About this task: Reproduce only the lines below from the line containing "Target: calm blue" to the line containing "Target: whole line", exactly as written, with both end lines kept. Omit the pictures.

Region pointing data:
------------------------------------------------
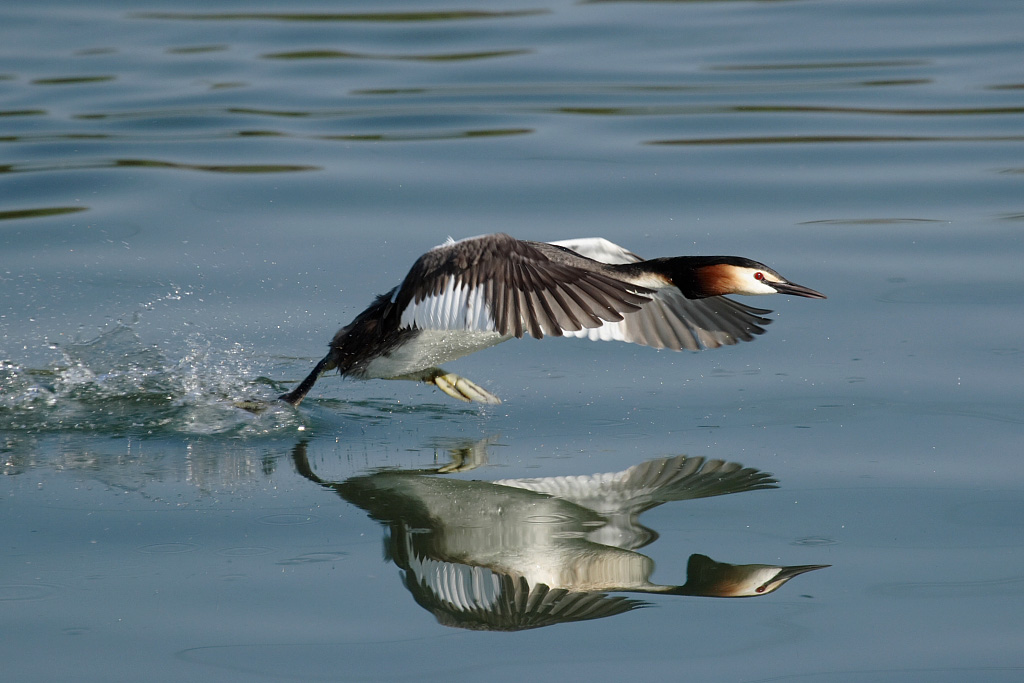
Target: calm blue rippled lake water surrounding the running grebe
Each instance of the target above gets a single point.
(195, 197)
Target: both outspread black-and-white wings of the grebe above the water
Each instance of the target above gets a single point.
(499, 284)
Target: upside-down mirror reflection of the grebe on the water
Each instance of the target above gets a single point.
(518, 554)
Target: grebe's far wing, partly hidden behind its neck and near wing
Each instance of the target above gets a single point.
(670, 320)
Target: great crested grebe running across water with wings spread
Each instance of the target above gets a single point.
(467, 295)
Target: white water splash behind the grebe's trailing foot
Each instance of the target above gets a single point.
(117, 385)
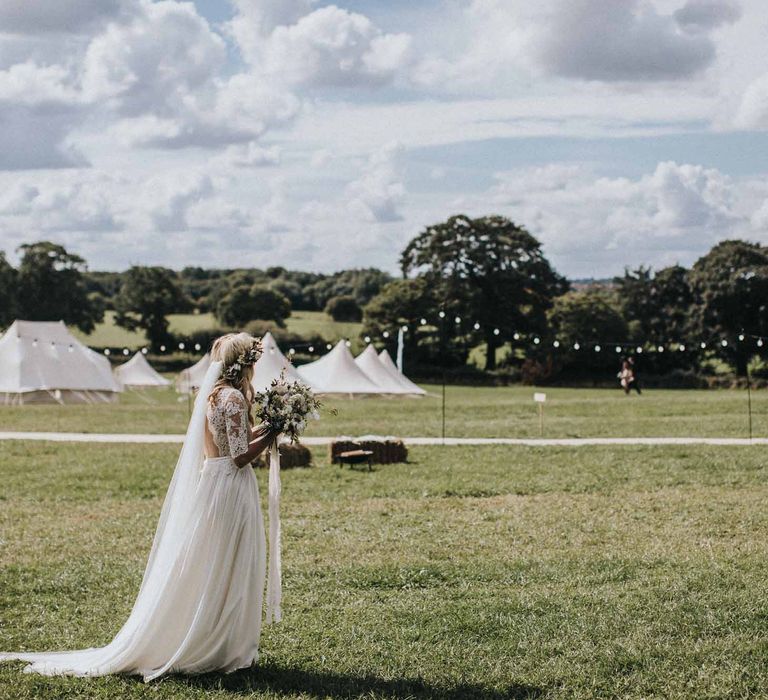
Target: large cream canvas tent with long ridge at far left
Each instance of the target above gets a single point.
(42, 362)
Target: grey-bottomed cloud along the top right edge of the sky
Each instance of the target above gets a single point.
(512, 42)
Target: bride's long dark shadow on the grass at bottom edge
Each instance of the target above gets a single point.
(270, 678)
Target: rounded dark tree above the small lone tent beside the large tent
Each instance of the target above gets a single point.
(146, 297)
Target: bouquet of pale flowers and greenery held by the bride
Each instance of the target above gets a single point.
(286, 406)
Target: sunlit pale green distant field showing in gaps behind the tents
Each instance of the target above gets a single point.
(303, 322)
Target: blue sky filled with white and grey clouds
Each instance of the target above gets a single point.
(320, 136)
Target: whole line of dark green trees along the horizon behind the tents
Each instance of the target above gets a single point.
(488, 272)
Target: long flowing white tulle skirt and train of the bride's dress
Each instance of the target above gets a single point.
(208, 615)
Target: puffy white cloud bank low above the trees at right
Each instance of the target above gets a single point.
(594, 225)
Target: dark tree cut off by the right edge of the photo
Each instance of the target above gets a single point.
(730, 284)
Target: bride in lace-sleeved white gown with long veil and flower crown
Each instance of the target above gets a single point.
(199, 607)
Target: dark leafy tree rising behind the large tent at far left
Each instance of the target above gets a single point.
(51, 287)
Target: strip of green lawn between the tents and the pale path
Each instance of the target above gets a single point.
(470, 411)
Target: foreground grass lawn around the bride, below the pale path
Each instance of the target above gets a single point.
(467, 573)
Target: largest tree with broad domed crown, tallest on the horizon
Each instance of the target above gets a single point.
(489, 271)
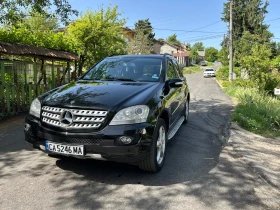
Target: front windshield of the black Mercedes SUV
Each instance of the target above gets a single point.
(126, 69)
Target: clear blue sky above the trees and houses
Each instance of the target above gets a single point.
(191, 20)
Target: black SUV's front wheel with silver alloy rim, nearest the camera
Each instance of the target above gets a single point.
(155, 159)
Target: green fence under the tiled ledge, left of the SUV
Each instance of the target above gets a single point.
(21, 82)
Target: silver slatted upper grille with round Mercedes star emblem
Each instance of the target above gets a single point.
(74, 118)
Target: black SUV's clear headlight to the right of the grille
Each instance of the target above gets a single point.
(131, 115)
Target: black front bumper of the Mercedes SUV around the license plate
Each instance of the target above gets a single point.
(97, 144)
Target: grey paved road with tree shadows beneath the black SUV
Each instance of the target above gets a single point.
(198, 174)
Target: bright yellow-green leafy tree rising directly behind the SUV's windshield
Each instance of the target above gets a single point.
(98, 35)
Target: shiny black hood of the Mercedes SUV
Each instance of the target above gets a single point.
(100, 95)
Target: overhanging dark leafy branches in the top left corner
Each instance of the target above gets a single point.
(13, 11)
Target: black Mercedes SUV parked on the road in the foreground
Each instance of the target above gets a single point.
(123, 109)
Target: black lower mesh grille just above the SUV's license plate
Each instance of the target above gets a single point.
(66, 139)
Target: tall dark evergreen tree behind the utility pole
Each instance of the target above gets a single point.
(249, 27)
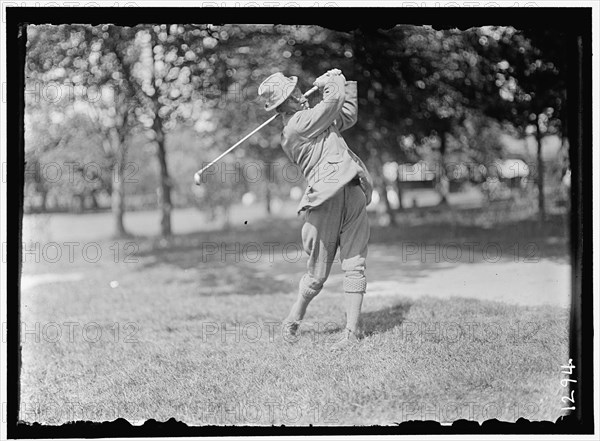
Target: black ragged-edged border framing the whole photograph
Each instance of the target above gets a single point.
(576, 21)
------------------------------------------------
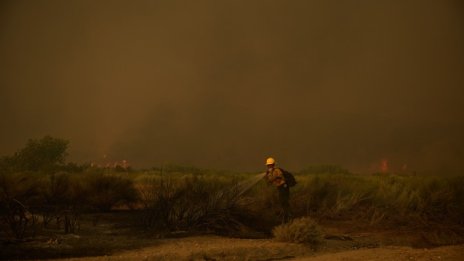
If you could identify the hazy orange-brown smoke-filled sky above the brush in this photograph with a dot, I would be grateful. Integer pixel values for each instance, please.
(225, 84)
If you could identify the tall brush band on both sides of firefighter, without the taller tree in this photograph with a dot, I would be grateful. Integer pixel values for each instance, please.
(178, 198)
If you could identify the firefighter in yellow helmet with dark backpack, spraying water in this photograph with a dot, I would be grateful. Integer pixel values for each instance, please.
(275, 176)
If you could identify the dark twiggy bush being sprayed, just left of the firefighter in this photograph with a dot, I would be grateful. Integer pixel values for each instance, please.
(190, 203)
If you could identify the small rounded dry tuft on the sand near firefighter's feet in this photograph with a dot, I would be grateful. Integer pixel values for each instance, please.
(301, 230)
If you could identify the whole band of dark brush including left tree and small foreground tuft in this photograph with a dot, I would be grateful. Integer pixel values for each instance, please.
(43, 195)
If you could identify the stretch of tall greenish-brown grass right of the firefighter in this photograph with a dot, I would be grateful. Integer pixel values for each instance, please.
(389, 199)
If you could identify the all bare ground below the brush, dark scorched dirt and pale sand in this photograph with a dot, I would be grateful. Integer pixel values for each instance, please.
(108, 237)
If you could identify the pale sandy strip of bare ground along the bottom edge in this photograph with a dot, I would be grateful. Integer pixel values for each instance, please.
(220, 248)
------------------------------------------------
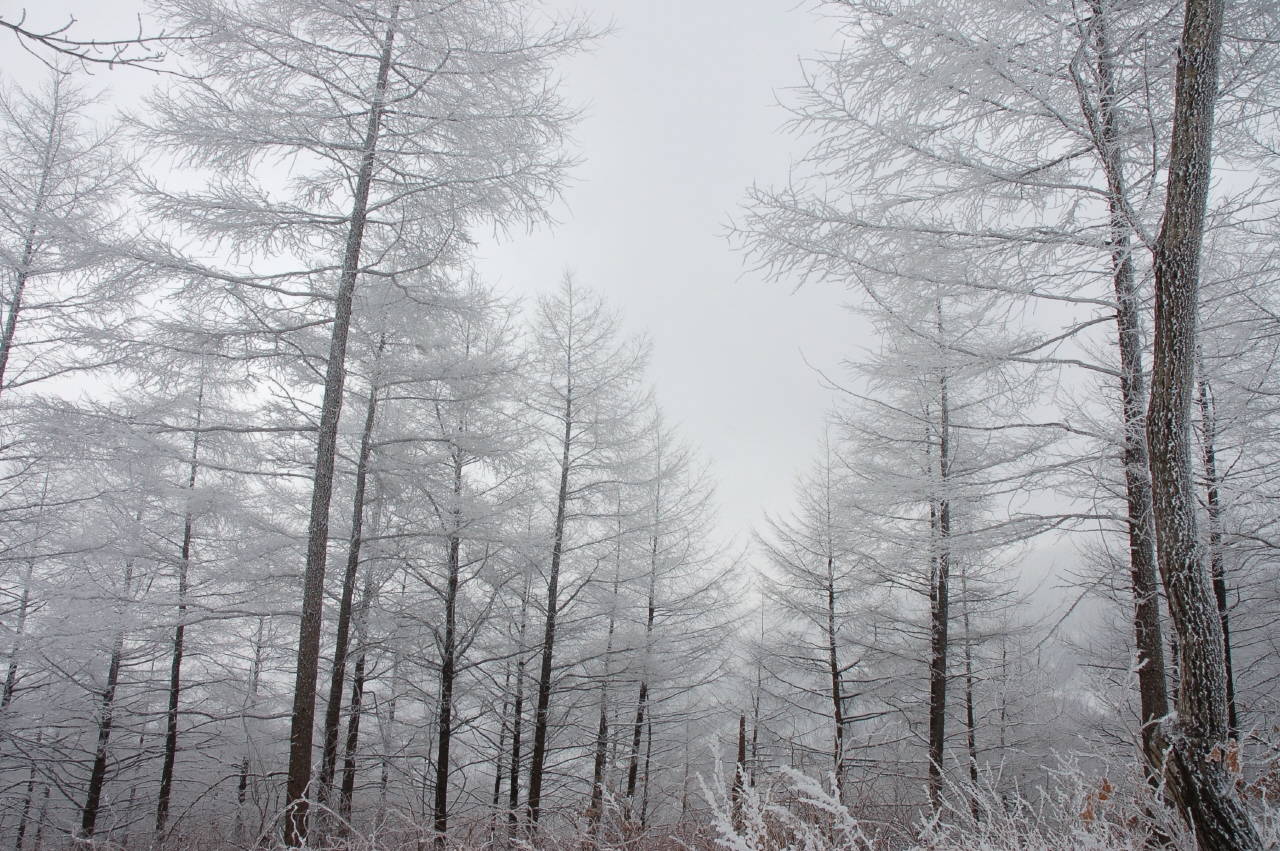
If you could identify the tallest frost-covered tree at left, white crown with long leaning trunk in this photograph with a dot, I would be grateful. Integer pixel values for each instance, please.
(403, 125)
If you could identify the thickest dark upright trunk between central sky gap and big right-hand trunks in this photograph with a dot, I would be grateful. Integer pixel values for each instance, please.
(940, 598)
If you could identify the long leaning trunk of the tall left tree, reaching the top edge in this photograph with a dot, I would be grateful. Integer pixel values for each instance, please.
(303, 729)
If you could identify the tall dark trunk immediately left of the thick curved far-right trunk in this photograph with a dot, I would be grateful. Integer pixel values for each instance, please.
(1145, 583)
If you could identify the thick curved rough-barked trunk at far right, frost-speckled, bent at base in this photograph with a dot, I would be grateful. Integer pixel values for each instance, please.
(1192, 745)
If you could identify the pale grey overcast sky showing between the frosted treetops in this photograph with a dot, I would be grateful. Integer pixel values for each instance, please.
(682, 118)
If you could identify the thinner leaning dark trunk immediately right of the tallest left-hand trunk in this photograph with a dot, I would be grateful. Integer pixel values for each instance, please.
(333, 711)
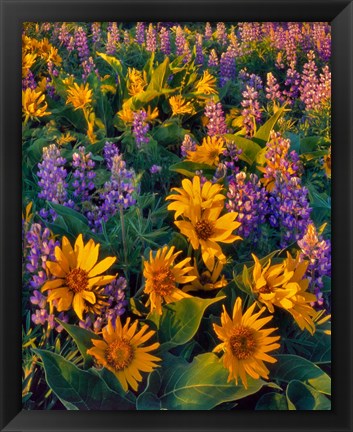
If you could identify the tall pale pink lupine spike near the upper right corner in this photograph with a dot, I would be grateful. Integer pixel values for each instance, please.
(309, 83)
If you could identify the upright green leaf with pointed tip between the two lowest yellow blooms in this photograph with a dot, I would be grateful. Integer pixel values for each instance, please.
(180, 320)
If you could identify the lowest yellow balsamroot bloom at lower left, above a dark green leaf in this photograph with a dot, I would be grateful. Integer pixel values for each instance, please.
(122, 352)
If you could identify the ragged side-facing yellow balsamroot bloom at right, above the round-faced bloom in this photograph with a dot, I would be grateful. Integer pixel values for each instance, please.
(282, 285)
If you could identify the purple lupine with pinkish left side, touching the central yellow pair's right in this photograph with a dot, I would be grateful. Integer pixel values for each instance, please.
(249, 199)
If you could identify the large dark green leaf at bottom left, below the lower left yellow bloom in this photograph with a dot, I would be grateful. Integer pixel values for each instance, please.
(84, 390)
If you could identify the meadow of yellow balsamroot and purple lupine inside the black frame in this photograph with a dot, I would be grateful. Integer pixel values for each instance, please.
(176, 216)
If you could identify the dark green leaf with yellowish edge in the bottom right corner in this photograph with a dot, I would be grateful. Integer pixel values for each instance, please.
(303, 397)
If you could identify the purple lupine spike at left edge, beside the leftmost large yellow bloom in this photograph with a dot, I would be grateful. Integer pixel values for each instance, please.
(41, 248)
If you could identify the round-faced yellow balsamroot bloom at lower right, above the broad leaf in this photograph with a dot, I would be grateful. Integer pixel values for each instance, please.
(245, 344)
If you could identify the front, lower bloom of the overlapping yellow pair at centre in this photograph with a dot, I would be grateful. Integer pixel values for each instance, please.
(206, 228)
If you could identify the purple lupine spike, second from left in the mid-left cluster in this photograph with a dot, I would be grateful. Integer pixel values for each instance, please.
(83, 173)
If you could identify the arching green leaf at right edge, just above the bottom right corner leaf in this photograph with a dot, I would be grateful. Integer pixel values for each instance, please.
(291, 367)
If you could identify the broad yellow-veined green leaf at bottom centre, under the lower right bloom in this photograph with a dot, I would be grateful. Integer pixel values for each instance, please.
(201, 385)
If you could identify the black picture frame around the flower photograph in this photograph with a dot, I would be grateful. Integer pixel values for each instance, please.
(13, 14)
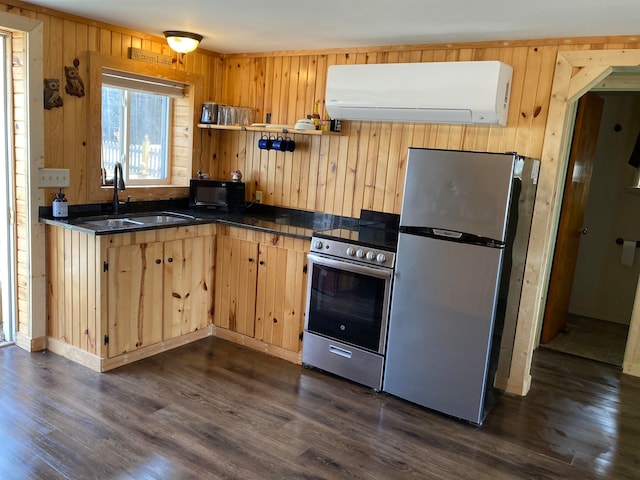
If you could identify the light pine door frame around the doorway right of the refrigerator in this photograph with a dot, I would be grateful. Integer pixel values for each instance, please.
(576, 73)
------------------------------------------------
Result for this task:
Target: calm blue rippled lake water surrounding the running grebe
Each instance of the target above gets a single point.
(195, 197)
Target: both outspread black-and-white wings of the grebe above the water
Each instance of the target above gets a single point.
(499, 284)
Target: upside-down mirror reflection of the grebe on the water
Each instance of the target above gets a single point.
(518, 554)
Target: grebe's far wing, partly hidden behind its neck and near wing
Each instance of the target above gets a single point.
(670, 320)
Target: great crested grebe running across water with wings spread
Each instance of the target above gets a single point.
(467, 295)
Target: white water splash behind the grebe's trailing foot
Each instance of the target above gets a single point.
(117, 385)
Target: large cream canvas tent with long ridge at far left
Each instance of the target above gets a single point.
(42, 362)
Target: grey-bottomed cloud along the top right edge of the sky
Each instance of the target above gets a single point.
(512, 42)
Target: bride's long dark shadow on the grass at bottom edge
Each instance of the target above gets a single point.
(270, 678)
Target: rounded dark tree above the small lone tent beside the large tent
Each instance of the target above gets a single point.
(146, 297)
Target: bouquet of pale flowers and greenery held by the bride
Each instance of the target above gets a single point.
(286, 406)
Target: sunlit pale green distant field showing in gaps behind the tents
Each instance of the target above gets a single point.
(303, 322)
Target: blue sky filled with white and grey clouds
Each instance of the target above gets a single point.
(320, 136)
Target: whole line of dark green trees along the horizon behind the tents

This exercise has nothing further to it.